Work to be completed ▸
Answer each item from the excerpt on the quarrel between poetry and philosophy.
(a) Which three things does the excerpt say are intermingled in Plato?
(b) What does Plato decide about the poets at the end of book X?
(c) According to Aristotle, what lies at the heart of both philosophy and poetry?

Page excerpt ▸
★ ★ ★
The birth of the Quarrel

Because both poetry and philosophy are grounded in wonder: both scrutinize, both alter our view of the universe. It is specifically the analogies between poetry and philosophy that provide energy to the quarrelsome relationship between the two. Both are dwindled by the absenteeism of the other, especially in the human endeavour to expose the truthfulness of things about the world, about us and the divine. Plato attacks poetry because he believes he corrupts the soul.

For Homer, poetry has its eternal foundations; in the heart of Socrates. Poetry is morally swept out of its fragmentary curves into the straight lines of intelligible notions. While in the encyclopedic mind of Aristotle, science branched off into all its varied forms, which have set into eternal motion the perpetually investigating spirit peculiar to man. In Plato, we have poetry, eloquence, and philosophy so intermingled as to lose their individual characteristics, and to form an unusual mental phenomena, which has often been imitated, often organically repeated, but which has never yet been explained.

It has often been asserted that Plato was hostile to all poetry, and he wished to banish poets and artists all together from his model state. “Such doctrine, from a writer who has been universally acclaimed as the artist’s philosopher κατ’ εξοχην; who clinches almost every argument with an appeal to the Muses; who has left us with the various “myths” scattered through his dialogues some of the most impressive prose-poems that exist in any language, would seem, to say the least, a little perplexing.” (Hight; 1922; 195) Plato defines the relationship between philosophy and poetry as an ancient quarrel. The quarrel depicts the synergy of philosophy and poetry and shows how one is important to understand the other at a divine level. Poetry is required for the philosopher and philosophy is required to arrive accurately to the truth. The philosophers that are at thecentreof any argument recognize the importance of poetry, the ideas of the poets are perceived as being idiosyncratic as both philosophy and poetry share the same medium that is language. “Literary devices incorporated into the Republic(…) are part of Plato’s systems of remainders that his search for the totally just and totally unjust man is in some sense an artistic performance.” (Bacon,2001,346) Plato was fearful of the fact that poets declared themselves as being inpossessionof wisdom and more importantly of the great influence these poets had on the Hellenistic Greek tradition. He reacted to this fear by questioning the validity of the poets’ assertions through philosophy. He aimed to liberate the Greek culture from the domination of poetry. He concludes, in book X with the decision of abolishing the poets from his Republic or if they were to stay to have their work censored and approved by the philosophers. “…the role of the poet must be tailored to the requirements of this image of the ideal state.”(Rucker; 1966;168) In such manner, Plato transformed philosophy into a technical skill lacking the wonder Aristotle had found to be the kick start to the search for knowledge and poetry became a language-related activity.

Wonder, according to Aristotle is at the heart of both Philosophy and Poetry as they both transform and explore our vision of the world. It is precisely the similarities between the two that lend energy to the quarrel. Many of the philosophers in history acknowledge at the very least that something important may be going on among these poets and, that the gods might be using such human voices in ways that concern the philosopher.
★ ★ ★
Data excerpt ▸
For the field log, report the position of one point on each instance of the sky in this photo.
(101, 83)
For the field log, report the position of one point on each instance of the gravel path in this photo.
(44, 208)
★ ★ ★
Reply ▸
(a) Poetry, eloquence, and philosophy.
(b) He decides to abolish the poets from his Republic or, if they were to stay, to have their work censored and approved by the philosophers.
(c) Wonder.